**Objectif 1:**
Recopiez mot pour mot un passage du texte sur le séjour de la narratrice au chantier de La Romaine : commencez aux mots « Après avoir remporté » et arrêtez-vous après les mots « une brève période. ».
**Objectif 2:**
D'après le texte sur le séjour de la narratrice au chantier de La Romaine, qu'a remporté la jeune femme avant de partir ?
**Objectif 3:**
Prolongez le texte sur le séjour de la narratrice au chantier de La Romaine, à partir de sa dernière phrase.

**Texte fourni:**
Après avoir remporté une bourse d’écriture, la jeune femme décide de délaisser pour un temps son mari et son enfant et de s’exiler au chantier de La Romaine, là où son père travaille et a travaillé toute sa vie, afin d’y écrire de la poésie. Elle reproduit donc, d’une certaine manière, ce qu’il lui a fait vivre durant plusieurs années au cours du cycle infini de retrouvailles et d’adieux qu’impliquait son emploi. En effet, son père, pendant longtemps, ne revenait à la maison que quelques semaines par année et repartait constamment au nord pour le travail, sans même remarquer à quel point sa famille se sentait abandonnée et trahie chaque fois. Peut-être dans une tentative de franchir le mur qui les sépare et d’arriver à pardonner et même à comprendre son père, la narratrice va donc le retrouver dans son habitat naturel et vivre à sa façon durant une brève période.

Données d'annotation de localisation d'objets:
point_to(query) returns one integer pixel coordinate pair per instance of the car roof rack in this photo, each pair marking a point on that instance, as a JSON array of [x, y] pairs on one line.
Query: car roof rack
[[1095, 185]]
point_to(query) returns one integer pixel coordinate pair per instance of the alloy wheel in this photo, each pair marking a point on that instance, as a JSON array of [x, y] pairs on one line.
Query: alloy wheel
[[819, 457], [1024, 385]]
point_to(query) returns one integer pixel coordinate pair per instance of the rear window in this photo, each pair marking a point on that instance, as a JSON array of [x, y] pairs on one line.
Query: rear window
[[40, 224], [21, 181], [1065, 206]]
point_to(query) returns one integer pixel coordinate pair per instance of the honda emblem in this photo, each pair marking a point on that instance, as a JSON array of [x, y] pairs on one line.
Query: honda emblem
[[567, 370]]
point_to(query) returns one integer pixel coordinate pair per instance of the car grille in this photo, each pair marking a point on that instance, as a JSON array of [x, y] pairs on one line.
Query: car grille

**Résultat 1:**
Après avoir remporté une bourse d’écriture, la jeune femme décide de délaisser pour un temps son mari et son enfant et de s’exiler au chantier de La Romaine, là où son père travaille et a travaillé toute sa vie, afin d’y écrire de la poésie. Elle reproduit donc, d’une certaine manière, ce qu’il lui a fait vivre durant plusieurs années au cours du cycle infini de retrouvailles et d’adieux qu’impliquait son emploi. En effet, son père, pendant longtemps, ne revenait à la maison que quelques semaines par année et repartait constamment au nord pour le travail, sans même remarquer à quel point sa famille se sentait abandonnée et trahie chaque fois. Peut-être dans une tentative de franchir le mur qui les sépare et d’arriver à pardonner et même à comprendre son père, la narratrice va donc le retrouver dans son habitat naturel et vivre à sa façon durant une brève période.

**Résultat 2:**
Une bourse d'écriture.

**Résultat 3:**
Au passage, on entrevoit aussi l’univers dur et éreintant des chantiers, un monde d’hommes où chacun passe la majeure partie de sa journée à travailler et a très peu de temps pour les loisirs ou pour les souvenirs tant la fatigue est envahissante. L’auteur parvient d’ailleurs à briser certains préjugés que l’on entretient au sujet des hommes des chantiers, que l’on perçoit parfois comme étant dénués d’émotions, alors qu’on les présente ici comme très solidaires et fiers. Cependant, pour s’évader momentanément de leur dure réalité ou pour oublier la solitude qui les assaille, quelques travailleurs plongent régulièrement dans l’alcool et la drogue. L’auteur aborde aussi avec finesse la relation ambigüe et pleine de racisme sous-jacent qu’entretiennent ces derniers avec les Amérindiens.

Avec son écriture brute très empreinte d’oralité, Érika Soucy nous met dans la bouche la langue râpeuse et franche des hommes des chantiers, comme pour nous rapprocher d’eux et nous inviter à voir les choses à leur manière. Étonnamment, la poésie surgit à l’occasion dans ce récit et vient révéler la profondeur et la beauté sauvage de ces hommes, de cette vie sans artifices rythmée par le travail et la nature, à l’image des bûcherons d’autrefois.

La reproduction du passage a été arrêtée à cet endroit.